▸ TASK GOAL: Rewrite the listing starting at the line containing "Each instance of the ceiling" and ending at the line containing "[[688, 836]]", with both of those lines and the requests included. Shift every coordinate in the answers up by 18, and leave the requests and their format samples unchanged.

Start

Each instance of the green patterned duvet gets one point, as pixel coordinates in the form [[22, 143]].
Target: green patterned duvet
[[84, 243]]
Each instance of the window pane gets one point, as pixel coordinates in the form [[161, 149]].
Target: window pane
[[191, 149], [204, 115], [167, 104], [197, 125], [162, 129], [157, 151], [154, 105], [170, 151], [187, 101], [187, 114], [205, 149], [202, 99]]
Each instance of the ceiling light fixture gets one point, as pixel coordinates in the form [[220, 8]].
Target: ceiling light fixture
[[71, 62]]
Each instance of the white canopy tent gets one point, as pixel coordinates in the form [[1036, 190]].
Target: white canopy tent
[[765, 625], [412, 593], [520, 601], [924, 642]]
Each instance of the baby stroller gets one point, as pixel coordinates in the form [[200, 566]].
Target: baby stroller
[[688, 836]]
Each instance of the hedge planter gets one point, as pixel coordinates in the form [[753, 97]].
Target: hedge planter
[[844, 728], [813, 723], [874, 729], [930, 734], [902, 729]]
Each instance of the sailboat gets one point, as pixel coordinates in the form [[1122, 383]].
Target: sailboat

End

▸ WORKED SOLUTION:
Each instance of the ceiling light fixture gets one point, as pixel coordinates in the form [[220, 8]].
Target: ceiling light fixture
[[89, 80]]
Each instance of the white canopy tent gets one point, as pixel coordinates in the form [[1036, 190]].
Target: white canopy tent
[[783, 643], [430, 611], [538, 619], [942, 660]]
Each instance of the baby stroller gets one point, as pixel coordinates in the form [[200, 566]].
Target: baby stroller
[[706, 854]]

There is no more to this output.